東アジア陸域起源の汚濁負荷増大が東シナ海陸棚域における赤潮発生等の広域海洋環境劣化を引き起こしていることが懸念される。本プロジェクトでは、東シナ海や日本近海の環境保全、あるいは中国国内の汚濁負荷削減施策の推進に資することを目的として、長江流域圏の汚濁負荷推計、海域への汚濁輸送と海洋生態系への影響機構の把握、陸域起源汚濁負荷が及ぼす海洋環境への影響評価のための数理モデルの開発を行う。特に、陸域汚濁負荷推計では、土地利用や環境政策の変化に応じて予測可能な手法の確立と将来の陸域負荷削減シナリオを提示し、海洋生態系モデルとの連携により、陸域・海域の統合的広域環境管理オプションの定量的な評価を目指す。

作業内容>
1. 東シナ海の汚濁負荷に関する提示文から、「東アジア陸域起源の汚濁負荷増」を含む語句で始まり「ョンの定量的な評価を目指す。」で終わる部分を、一字一句違えずに書き写してください。
2. 東シナ海の汚濁負荷を扱った提示文を、その末尾の文に続けて書き進めてください。

元データ>
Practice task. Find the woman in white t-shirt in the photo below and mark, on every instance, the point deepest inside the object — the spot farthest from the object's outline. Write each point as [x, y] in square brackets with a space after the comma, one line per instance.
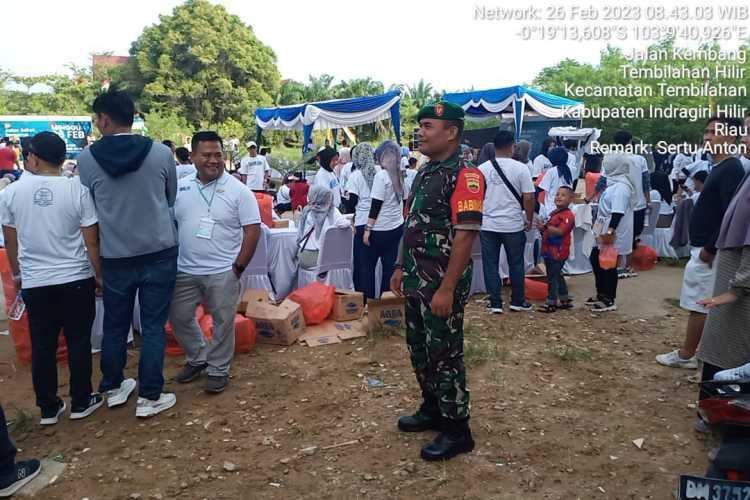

各作業の回答>
1.
東アジア陸域起源の汚濁負荷増大が東シナ海陸棚域における赤潮発生等の広域海洋環境劣化を引き起こしていることが懸念される。本プロジェクトでは、東シナ海や日本近海の環境保全、あるいは中国国内の汚濁負荷削減施策の推進に資することを目的として、長江流域圏の汚濁負荷推計、海域への汚濁輸送と海洋生態系への影響機構の把握、陸域起源汚濁負荷が及ぼす海洋環境への影響評価のための数理モデルの開発を行う。特に、陸域汚濁負荷推計では、土地利用や環境政策の変化に応じて予測可能な手法の確立と将来の陸域負荷削減シナリオを提示し、海洋生態系モデルとの連携により、陸域・海域の統合的広域環境管理オプションの定量的な評価を目指す。

2.
今年度の研究概要

(1)長江流域圏から東シナ海への汚濁負荷量の予測手法の開発
水物質循環モデルを用いた長江流域から海域への汚濁負荷流出量評価システムの向上のため、長江最下流の大通観測ステーションでの水質観測を継続し、検証データの拡充を図る。大気経由の陸域への窒素沈着について、東アジアPG/PJ1が解析予定の再現計算値を導入し、大気沈着量の変化が河川水質および海域への汚濁流出に及ぼす効果について検討を行う。陸域から海域への将来の汚濁負荷流出量の変化を予測するために、サブ3で行う社会経済シナリオに基づく汚濁負荷発生排出インベントリを水物質循環モデルに入力・統合する手法の検討を行う。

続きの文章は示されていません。